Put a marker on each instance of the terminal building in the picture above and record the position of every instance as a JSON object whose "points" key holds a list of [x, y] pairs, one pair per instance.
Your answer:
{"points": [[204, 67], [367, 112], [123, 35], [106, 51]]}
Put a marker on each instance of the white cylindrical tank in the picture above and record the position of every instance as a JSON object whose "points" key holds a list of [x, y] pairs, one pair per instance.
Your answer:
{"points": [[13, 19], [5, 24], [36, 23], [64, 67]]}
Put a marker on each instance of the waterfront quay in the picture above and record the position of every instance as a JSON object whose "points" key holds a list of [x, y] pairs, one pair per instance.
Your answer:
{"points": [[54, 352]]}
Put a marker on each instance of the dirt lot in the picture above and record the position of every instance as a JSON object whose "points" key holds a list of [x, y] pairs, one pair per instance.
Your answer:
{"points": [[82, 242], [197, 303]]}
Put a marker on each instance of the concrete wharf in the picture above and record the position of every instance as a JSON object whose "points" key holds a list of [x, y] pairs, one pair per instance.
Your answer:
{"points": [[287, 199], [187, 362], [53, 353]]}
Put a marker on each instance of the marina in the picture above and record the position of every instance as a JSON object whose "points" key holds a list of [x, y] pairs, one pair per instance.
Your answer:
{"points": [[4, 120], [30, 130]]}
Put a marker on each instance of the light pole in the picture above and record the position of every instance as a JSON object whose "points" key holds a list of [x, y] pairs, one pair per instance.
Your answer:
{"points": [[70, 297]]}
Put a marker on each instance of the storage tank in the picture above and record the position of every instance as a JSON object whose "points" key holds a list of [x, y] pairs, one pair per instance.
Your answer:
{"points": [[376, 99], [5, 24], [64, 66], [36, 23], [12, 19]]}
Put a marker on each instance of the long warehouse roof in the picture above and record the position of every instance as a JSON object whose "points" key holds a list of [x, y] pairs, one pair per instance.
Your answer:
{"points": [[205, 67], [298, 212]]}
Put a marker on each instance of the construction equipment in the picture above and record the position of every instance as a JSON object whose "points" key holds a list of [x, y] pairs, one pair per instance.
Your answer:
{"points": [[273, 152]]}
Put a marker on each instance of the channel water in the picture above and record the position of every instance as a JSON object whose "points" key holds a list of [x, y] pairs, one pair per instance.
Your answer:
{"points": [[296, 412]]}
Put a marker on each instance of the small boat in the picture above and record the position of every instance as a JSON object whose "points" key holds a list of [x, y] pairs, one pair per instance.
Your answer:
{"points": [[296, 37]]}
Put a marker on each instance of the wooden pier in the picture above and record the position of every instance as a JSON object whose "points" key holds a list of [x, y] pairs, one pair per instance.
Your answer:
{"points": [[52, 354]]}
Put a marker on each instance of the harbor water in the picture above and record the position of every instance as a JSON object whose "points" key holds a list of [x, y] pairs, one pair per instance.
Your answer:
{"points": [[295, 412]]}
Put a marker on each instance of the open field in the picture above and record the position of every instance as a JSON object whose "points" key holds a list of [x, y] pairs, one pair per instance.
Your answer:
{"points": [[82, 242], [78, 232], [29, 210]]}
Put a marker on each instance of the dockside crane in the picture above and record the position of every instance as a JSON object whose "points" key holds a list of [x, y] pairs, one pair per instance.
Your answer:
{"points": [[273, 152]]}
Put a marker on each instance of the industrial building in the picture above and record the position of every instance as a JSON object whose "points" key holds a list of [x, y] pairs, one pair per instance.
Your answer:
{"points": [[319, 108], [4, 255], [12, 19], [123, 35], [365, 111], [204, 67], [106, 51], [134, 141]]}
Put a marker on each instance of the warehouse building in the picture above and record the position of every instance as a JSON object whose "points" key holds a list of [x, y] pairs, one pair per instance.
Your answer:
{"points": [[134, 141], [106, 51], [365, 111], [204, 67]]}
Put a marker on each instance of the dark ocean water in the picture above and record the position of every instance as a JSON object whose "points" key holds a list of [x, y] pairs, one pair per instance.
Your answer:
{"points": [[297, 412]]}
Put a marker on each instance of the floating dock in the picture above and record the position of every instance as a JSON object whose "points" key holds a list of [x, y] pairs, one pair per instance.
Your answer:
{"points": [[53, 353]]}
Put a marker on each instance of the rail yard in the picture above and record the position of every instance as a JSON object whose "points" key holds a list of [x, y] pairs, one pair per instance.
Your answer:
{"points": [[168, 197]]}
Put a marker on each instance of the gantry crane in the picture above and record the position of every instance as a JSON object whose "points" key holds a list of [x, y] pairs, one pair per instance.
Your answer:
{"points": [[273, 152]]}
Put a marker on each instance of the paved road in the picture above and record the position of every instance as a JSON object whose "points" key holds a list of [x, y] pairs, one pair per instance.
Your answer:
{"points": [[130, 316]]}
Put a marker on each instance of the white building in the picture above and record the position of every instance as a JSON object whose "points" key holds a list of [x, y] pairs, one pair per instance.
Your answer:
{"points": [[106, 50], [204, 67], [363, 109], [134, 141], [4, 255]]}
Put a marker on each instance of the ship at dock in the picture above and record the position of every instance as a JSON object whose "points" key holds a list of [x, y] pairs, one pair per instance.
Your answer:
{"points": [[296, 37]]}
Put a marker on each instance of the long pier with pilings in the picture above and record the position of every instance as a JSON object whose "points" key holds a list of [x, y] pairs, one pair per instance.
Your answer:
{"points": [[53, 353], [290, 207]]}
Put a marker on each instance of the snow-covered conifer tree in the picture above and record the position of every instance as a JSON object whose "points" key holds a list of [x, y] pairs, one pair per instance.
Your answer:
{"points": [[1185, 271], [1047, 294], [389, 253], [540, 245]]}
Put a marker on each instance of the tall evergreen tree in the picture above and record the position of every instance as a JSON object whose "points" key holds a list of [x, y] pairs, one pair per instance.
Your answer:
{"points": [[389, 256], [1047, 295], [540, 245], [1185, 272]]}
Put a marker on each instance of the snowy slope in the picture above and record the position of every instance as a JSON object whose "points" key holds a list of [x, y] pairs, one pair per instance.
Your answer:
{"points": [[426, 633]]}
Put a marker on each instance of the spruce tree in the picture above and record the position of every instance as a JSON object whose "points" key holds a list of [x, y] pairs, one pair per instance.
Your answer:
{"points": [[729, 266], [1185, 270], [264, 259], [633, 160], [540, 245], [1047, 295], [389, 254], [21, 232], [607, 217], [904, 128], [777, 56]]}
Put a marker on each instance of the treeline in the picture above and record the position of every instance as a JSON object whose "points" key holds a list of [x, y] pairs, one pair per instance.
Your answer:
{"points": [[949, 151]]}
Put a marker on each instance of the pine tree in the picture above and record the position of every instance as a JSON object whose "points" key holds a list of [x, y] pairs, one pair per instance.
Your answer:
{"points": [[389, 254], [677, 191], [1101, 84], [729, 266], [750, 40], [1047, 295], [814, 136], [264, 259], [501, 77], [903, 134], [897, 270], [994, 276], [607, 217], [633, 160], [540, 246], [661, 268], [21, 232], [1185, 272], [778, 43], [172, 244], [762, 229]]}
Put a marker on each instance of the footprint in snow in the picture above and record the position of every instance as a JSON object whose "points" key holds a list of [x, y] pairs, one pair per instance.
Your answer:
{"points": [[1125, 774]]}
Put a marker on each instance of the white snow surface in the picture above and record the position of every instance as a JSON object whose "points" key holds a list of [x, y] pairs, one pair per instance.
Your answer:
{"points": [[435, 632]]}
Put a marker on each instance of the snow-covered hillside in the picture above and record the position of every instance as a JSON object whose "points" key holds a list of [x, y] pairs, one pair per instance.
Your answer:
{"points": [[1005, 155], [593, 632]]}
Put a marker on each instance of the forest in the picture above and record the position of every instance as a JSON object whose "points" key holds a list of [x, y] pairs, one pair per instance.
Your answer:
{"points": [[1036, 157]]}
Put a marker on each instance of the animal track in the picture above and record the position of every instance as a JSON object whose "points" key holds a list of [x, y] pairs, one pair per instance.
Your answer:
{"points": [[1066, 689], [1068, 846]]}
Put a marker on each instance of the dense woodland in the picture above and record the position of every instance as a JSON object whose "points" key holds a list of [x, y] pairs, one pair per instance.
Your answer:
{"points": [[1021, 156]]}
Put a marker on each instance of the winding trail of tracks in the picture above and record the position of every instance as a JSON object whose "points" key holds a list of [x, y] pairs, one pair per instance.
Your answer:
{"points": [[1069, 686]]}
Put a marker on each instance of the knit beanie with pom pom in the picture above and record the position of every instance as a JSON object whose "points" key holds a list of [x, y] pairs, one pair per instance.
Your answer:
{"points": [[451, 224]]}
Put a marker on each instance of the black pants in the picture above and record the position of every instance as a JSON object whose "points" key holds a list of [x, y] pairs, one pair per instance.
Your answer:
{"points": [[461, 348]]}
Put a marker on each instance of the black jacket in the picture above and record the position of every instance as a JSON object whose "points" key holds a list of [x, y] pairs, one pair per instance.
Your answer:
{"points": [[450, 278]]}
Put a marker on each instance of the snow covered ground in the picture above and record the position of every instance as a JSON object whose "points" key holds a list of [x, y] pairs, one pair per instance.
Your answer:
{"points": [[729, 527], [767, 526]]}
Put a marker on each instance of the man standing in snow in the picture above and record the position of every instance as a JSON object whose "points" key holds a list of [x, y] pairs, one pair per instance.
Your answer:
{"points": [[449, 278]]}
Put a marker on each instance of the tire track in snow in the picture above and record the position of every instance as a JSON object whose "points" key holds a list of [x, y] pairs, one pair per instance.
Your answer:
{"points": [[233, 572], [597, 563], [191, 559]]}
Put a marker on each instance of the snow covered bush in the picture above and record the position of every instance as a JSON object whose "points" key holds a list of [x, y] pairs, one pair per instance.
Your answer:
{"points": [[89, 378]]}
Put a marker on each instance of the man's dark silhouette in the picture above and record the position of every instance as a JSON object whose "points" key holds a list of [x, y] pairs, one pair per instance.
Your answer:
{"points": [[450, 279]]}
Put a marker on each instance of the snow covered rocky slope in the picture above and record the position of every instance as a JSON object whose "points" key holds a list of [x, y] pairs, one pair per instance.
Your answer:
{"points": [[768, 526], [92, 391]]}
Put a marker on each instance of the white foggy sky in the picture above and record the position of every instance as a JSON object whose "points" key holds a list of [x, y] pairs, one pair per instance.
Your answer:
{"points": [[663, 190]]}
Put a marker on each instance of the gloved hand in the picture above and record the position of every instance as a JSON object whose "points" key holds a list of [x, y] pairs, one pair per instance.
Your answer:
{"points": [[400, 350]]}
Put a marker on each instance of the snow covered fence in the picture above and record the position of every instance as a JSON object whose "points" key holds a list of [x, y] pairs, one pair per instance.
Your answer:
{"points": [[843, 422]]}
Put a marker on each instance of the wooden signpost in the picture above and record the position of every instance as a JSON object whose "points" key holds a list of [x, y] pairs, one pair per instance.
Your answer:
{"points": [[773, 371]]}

• _WHAT YOU HAVE TO DO_
In the entries above, some lines hold the string "dark". Copy each of them.

• _RESULT FOR THIS EXERCISE_
Put a marker on each instance of the dark ocean water in the picture above and record the position of every instance as a JSON object whose "points" key holds a list of [x, y] pairs, one pair per instance.
Put a marker on each instance of the man's dark silhouette in the picture above and record the position of every instance as a JSON object whose "points" key holds a list of [x, y] pairs, one pair per instance.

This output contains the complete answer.